**Activity**. The answer should consist of every record, reproduced exactly.

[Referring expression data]
============
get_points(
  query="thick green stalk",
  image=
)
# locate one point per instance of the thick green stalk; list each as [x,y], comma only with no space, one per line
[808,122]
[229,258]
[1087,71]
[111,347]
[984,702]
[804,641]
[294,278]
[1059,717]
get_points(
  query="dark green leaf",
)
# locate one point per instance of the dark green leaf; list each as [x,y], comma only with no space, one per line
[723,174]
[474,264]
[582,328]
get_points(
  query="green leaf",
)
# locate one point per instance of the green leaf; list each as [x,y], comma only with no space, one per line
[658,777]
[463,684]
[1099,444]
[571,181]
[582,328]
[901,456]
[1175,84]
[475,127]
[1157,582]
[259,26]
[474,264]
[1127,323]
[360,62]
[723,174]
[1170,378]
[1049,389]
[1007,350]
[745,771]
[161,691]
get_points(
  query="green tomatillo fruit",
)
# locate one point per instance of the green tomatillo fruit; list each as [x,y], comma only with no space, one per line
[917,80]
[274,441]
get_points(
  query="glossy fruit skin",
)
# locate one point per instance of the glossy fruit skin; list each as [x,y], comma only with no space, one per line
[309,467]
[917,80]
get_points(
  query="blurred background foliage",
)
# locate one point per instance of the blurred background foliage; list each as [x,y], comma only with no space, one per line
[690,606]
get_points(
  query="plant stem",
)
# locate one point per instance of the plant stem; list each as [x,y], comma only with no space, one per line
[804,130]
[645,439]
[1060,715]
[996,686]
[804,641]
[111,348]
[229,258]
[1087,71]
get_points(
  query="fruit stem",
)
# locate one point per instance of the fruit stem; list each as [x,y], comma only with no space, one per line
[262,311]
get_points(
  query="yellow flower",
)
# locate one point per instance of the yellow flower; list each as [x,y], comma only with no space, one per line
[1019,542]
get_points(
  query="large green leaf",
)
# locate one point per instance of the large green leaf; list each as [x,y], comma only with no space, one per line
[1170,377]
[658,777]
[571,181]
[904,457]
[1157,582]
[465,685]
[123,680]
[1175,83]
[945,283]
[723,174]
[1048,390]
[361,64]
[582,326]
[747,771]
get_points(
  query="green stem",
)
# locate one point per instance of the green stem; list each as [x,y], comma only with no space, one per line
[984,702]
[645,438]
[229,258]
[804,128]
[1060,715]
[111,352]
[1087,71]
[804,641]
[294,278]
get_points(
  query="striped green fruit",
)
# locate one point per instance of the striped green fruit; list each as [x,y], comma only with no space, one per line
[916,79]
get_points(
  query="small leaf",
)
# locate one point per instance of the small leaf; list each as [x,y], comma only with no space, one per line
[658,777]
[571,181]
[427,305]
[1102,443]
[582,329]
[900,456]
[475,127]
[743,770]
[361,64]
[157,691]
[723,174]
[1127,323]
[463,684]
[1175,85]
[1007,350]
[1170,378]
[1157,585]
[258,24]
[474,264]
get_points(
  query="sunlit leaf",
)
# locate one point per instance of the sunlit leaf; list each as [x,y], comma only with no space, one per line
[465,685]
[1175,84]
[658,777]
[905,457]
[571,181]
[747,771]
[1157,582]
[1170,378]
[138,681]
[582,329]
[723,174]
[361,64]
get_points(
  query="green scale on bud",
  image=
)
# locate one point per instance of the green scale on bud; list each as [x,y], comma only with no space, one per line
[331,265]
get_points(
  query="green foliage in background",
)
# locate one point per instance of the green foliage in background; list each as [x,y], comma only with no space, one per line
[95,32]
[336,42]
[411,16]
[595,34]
============
**Exercise answer**.
get_points(
  query="thick green stalk",
  image=
)
# locate one point per instance of the thick green stalk; list each as [x,y], comma only with no space, one per line
[808,122]
[229,258]
[1087,71]
[111,347]
[984,702]
[804,641]
[294,278]
[1059,717]
get_points(
  query="dark green leaf",
)
# locate one point per instance of the dark green leaf; list each as [x,y], comma only with no space, one per line
[723,174]
[474,264]
[582,328]
get_points(
  query="green leaf",
)
# locate one point per instance of the green leaf; list each as [x,y], comma only with no space, one per line
[658,777]
[463,684]
[1099,444]
[571,181]
[582,328]
[901,456]
[1175,84]
[475,127]
[1157,582]
[259,26]
[474,264]
[1127,323]
[360,62]
[723,174]
[1170,378]
[1049,389]
[1007,350]
[745,771]
[161,691]
get_points(
  query="green tomatillo fruit",
)
# locate one point per instance of the green tomatillo fruit; list each as [x,y], comma only with no space, one per line
[917,80]
[274,441]
get_points(
  query="glossy fruit skin",
)
# locate one point per instance of the glossy fruit skin; list each as [x,y], comma only with no space, one per line
[309,467]
[917,80]
get_points(
  query="blurred background foliage",
)
# locate one point per instance of the blurred background foliage; list each as [x,y], comma only with no space, one per line
[690,606]
get_points(
  query="plant stem",
)
# locate one point per instance of the plant stem; list each as [x,y], comma only with no space, one per line
[804,130]
[645,439]
[1060,715]
[996,686]
[804,641]
[111,348]
[229,258]
[1087,71]
get_points(
  query="fruit stem",
)
# locate one point per instance of the fruit stem; list each as [x,y], comma only with no space, one per line
[262,311]
get_points(
  query="yellow flower",
)
# locate one point per instance of the yellow flower; list each as [x,y], comma only with no space, one per line
[1019,542]
get_points(
  query="large green leaf",
)
# locate one point per instance of the large green leaf; list each as [x,y], comma only with no space, one per line
[1170,377]
[658,777]
[571,181]
[904,457]
[1157,582]
[465,685]
[123,680]
[1175,83]
[945,283]
[723,174]
[1048,390]
[361,64]
[582,326]
[747,771]
get_points(
  query="green stem",
)
# locate one point per instance of the green stem; list each as [x,y], comma only with no space, one per line
[984,702]
[645,438]
[229,258]
[804,128]
[1060,715]
[111,352]
[1087,71]
[804,641]
[294,278]
get_points(
  query="striped green fruit",
)
# locate one point per instance of the striped green fruit; list each as [x,y], comma only with no space, one per line
[916,79]
get_points(
  query="small leaf",
)
# locate one point per instance of the small leaf; list each as [x,y], comma only with no space, one per line
[658,777]
[571,181]
[427,305]
[1102,443]
[582,329]
[900,456]
[475,127]
[743,770]
[361,64]
[157,691]
[723,174]
[1127,323]
[463,684]
[1175,85]
[1007,350]
[1170,378]
[1157,585]
[258,24]
[474,264]
get_points(
  query="sunlit leaf",
)
# locate one point per instance of the sunlit leaf; list each as [x,y], comma only with no space, one per line
[465,685]
[1175,84]
[658,777]
[905,457]
[571,181]
[747,771]
[1157,582]
[1170,378]
[138,681]
[582,329]
[723,174]
[361,64]
get_points(
  query="green scale on bud",
  image=
)
# locate one point per instance of the green scale on bud; list each as [x,y], comma only with no space, one per line
[331,265]
get_points(
  query="green foliage in background",
)
# locate one point per instance of the green foliage in background; list each as [x,y], comma only with no space, one per line
[95,32]
[336,42]
[411,16]
[595,34]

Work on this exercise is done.